▸ **Extract to read**
-=-=-=-=-
EAST GRANBY, Conn. (WTNH) — More than 100 members of the Connecticut Air National Guard left for a mission in Africa Tuesday morning. Between the dark and the fog, it felt like a secret military mission was underway. The Connecticut Air National Guard, however, has been getting ready for this for months.
“There’s a lot of long hours behind the scenes that people don’t see,” Lt. Steven Tucker said. “Aircraft maintainers getting these aircraft ready to go and any last-minute things that need to be adjusted to get the mission off the ground.”
The aircraft are C-130s, for decades, the go-to cargo plane for the US military. The 103rd Airlift Wing specializes in flying and maintaining its C-130s.
“Bringing people and cargo to locations around the area, but we can do airdrop as well if needed,” explained an aircraft commander who did not want to be identified. “If there’s no place to land, we can drop the equipment or the personnel to the locations.”
Their new location will be the Horn of Africa, supporting ongoing U.S. military operations. Of course, they will miss Connecticut.
“My family,” Capt. Jennifer Pierce said. “Absolutely, I will miss my family the most.”
And their families will miss them. Many came to say goodbye. Millie Blazas’ son Brendan deployed once before.
“It was a great experience. He was a medic back then,” Blazas said. “He went to Kuwait and then he saw a bunch of C-130s flying over his base, and that’s when he decided he wanted to become a flight engineer and be in a C-130.”
-=-=-=-=-
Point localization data

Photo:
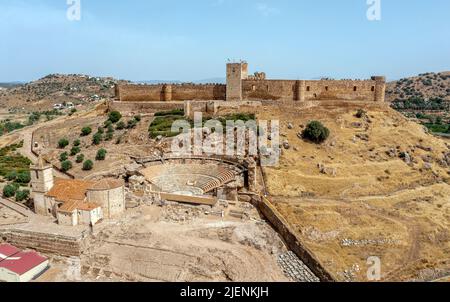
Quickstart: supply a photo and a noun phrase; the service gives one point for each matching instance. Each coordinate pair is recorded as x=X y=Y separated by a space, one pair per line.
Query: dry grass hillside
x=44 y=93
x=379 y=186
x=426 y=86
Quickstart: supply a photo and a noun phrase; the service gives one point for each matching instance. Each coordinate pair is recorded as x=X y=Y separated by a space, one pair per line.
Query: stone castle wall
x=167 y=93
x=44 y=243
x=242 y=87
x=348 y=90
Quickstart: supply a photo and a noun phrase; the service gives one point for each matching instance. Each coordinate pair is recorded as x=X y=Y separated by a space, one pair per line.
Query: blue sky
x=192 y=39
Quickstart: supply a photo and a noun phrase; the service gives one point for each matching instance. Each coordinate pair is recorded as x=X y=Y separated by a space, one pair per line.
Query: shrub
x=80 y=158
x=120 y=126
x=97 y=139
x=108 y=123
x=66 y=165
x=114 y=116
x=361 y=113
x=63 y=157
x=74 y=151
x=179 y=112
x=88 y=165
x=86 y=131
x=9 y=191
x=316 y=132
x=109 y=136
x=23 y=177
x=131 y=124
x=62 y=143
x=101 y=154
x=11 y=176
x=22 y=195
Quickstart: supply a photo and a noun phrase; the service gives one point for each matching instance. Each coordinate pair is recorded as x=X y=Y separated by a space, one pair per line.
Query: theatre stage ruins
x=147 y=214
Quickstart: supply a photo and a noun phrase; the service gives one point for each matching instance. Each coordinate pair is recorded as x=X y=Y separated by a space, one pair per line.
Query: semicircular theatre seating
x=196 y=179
-=-=-=-=-
▸ **Instructions to follow**
Resume the news story about the Connecticut Air National Guard's deployment to Africa, picking up after its final sentence. The entries were taken from a separate source.

▸ **Output of the exercise**
A lot is going on in the part of the world where these airmen and airwomen are headed, so they are not exactly sure what kind of military operations they will be supporting. Col Steve Gwinn, the commander of the 103rd Airlift Wing, says his people can do it handle anything because they have done it all before.
“In 2017, it was the second battle of Mosul. We were there in the thick of things against ISIS,” Gwinn said. “In 2019, we were doing the cleanup out of Iraq, and then, of course, we had Afghanistan starting to do their big wind down.”
This mission means they won’t be home again for several months.
“It’s tough. It’s never easy, it doesn’t get any easier,” the aircraft commander said. “In fact, it probably gets harder as it goes on, but a military family is very resilient.”
Plus, those families and the men and women in uniform all know that Connecticut supports them, too.